What this exercise asks:
A. According to the Dgraph forum thread, why do transaction aborts become more frequent when the server is overloaded or slow, or when transactions are very large?
B. Continue the Dgraph forum thread from the point where it stops.

··· Text section

“Transaction has been aborted” occurred because of dfrat ts

Mrliu8023 · February 28, 2024, 11:18am

Report a Dgraph Client Bug

Transactions has been anborted after dgraph is started for a period of time.

Some there info:
I add some info to source code. And found the reason is:

What are the possible reasons for this problem? Is there any way to solve this problem?

What Dgraph client (and version) are you using?

(put “x” in the box to select)

Dgo
PyDgraph
Dgraph4J
Dgraph-js
Dgraph-js-http
Dgraph.NET

Version:
V230

What version of Dgraph are you using?

v23.1.0

Have you tried reproducing the issue with the latest release?

What is the hardware spec (RAM, OS)?

Steps to reproduce the issue (command/config used to run Dgraph).

Expected behaviour and actual result.

Damon · February 28, 2024, 7:12pm

Typically this message from a client means that concurrent modifications were made, so one of them was aborted. There are a couple ways to address this:

First, be aware that an abort error is retry-able and the intent is for the client to re-submit or not based on business requirements (e.g. retry if it is ok to write the data even though involved data changed on the server during the update).

Second, if this is happening a lot, review your code to see if the same values on the same entities (values or edges) are being updated by multiple concurrent threads. The aborts will be more frequent if the server is overloaded or slow, or transactions are very large, because those situations extend the time when transactions overlap and one may be rejected. So also monitor the server for CPU or IO overload and transaction durations.

Mrliu8023 · February 29, 2024, 3:41am

There should be no conflict with the increment command. This situation seems to occur after doing a lot of “Alter” schema operations.

Damon · February 29, 2024, 1:29pm

I am not deeply familiar with the processes that occur after an alter command, but particularly if you changed indexes there will be a period of updates to indexes. If your incoming transactional requests conflict with those updates, that might (unsure) cause a transaction conflict where the same index structure is updated both by the reindex process and by your transaction (e.g. increment), resulting in a conflict and an abort.

I would start by correlating the abort timestamps with Dgraph logs which may show relevant updates that take place in the background after an alter command. Is there substantial overlap with some process? Do the logs tell you which activity and predicate or index is involved?

Mrliu8023 · March 1, 2024, 2:14am

When Oracle performs conflict detection, it has not yet started predicate detection, and conflicts has occurred directly when checking the timestamp.

······
··· Extracted entries

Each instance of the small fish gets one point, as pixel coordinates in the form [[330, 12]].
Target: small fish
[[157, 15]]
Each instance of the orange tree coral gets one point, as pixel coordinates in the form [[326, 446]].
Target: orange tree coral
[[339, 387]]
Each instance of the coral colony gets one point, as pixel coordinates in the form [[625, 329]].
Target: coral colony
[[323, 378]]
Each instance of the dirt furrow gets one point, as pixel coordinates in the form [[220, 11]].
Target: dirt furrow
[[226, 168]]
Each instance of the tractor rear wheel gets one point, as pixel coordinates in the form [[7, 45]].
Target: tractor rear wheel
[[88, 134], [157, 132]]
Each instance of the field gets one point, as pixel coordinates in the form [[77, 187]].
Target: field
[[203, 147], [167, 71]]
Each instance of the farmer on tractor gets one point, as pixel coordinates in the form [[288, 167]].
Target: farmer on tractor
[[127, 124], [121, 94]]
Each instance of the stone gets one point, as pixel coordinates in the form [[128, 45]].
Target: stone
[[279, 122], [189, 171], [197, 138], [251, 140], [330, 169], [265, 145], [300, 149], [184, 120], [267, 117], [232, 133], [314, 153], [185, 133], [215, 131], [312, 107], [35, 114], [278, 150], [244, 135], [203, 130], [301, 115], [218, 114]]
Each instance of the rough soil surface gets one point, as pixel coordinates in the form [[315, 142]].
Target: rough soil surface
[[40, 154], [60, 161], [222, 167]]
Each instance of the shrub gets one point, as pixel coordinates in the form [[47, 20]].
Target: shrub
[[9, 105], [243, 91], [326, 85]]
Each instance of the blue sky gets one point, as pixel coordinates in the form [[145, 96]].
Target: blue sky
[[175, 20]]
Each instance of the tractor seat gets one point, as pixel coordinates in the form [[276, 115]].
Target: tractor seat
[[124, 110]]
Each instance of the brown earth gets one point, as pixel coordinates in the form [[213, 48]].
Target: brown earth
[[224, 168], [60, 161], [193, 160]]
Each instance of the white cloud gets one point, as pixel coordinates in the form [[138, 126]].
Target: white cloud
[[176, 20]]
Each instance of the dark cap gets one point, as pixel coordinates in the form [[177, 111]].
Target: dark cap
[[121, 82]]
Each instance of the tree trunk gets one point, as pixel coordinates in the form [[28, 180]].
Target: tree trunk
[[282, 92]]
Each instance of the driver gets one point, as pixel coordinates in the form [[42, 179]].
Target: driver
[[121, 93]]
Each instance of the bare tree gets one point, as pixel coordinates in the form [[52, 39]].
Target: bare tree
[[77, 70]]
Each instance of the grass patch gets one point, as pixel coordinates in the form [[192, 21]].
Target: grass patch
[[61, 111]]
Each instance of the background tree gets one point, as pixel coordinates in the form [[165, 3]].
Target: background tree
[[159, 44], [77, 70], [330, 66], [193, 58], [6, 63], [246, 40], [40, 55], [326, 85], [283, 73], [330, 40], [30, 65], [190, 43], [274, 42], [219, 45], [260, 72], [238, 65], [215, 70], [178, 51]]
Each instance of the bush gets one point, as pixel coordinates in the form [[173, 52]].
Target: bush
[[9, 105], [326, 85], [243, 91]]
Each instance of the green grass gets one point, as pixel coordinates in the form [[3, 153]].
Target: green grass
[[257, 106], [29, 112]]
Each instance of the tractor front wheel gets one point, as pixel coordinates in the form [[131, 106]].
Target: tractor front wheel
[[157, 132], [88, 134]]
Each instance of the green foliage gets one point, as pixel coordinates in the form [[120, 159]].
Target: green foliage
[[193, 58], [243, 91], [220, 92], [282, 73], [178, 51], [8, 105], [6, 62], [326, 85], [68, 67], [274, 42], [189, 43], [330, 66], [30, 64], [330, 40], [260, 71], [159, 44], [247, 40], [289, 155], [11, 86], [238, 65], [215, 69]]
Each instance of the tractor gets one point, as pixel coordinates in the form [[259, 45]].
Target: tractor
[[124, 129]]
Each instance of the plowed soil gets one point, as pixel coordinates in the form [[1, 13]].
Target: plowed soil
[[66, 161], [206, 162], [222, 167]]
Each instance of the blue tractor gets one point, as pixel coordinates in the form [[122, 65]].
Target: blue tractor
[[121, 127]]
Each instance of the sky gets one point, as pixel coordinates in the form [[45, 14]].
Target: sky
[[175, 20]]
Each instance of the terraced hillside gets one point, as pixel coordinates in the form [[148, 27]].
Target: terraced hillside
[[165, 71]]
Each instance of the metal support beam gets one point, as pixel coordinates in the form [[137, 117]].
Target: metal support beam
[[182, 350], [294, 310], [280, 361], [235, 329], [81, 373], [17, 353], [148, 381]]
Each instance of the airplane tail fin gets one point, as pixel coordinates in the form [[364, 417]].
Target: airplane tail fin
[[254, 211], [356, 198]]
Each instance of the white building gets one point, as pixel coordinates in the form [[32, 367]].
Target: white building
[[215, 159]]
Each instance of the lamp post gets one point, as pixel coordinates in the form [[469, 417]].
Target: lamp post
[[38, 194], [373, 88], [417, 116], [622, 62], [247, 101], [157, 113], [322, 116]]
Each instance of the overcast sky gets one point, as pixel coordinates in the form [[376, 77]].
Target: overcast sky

······

Results for each task:
A. Those conditions lengthen the time during which transactions overlap. That makes it more likely that one of them will be rejected.

B.
github.com

dgraph-io/dgraph/blob/3754e876e0a5c9889a7410b4d8d3a0751c10432d/dgraph/cmd/zero/oracle.go#L81


      
          func (o *Oracle) updateStartTxnTs(ts uint64) {
          	o.Lock()
          	defer o.Unlock()
          	o.startTxnTs = ts
          	o.keyCommit.Reset()
          }
          
          // TODO: This should be done during proposal application for Txn status.
          func (o *Oracle) hasConflict(src *api.TxnContext) bool {
          	// This transaction was started before I became leader.
          	if src.StartTs < o.startTxnTs {
          		return true
          	}
          	for _, k := range src.Keys {
          		ki, err := strconv.ParseUint(k, 36, 64)
          		if err != nil {
          			glog.Errorf("Got error while parsing conflict key %q: %v\n", k, err)
          			continue
          		}
          		if last := o.keyCommit.Get(ki); last > src.StartTs {
          			return true

Mrliu8023 · March 1, 2024, 2:51am

It’s strange. CheckpointTs of snapshot under stand-alone deployment > zero.server.next[Num_TXN_TS]

Damon · March 6, 2024, 4:38pm

I have not seen this before, but the code comment suggests that the zero that is checking for conflicting transactions is unable to ensure consistency because it became the leader during the transaction.

If the issue is due to the zero leader changing, you should see logs about the “election” “candidates” and “became leader” for all zeros. If the leadership is changing, other than very rarely, that indicates a serious problem where nodes cannot talk to each other, or are too overloaded to process the heartbeats they use to monitor one another.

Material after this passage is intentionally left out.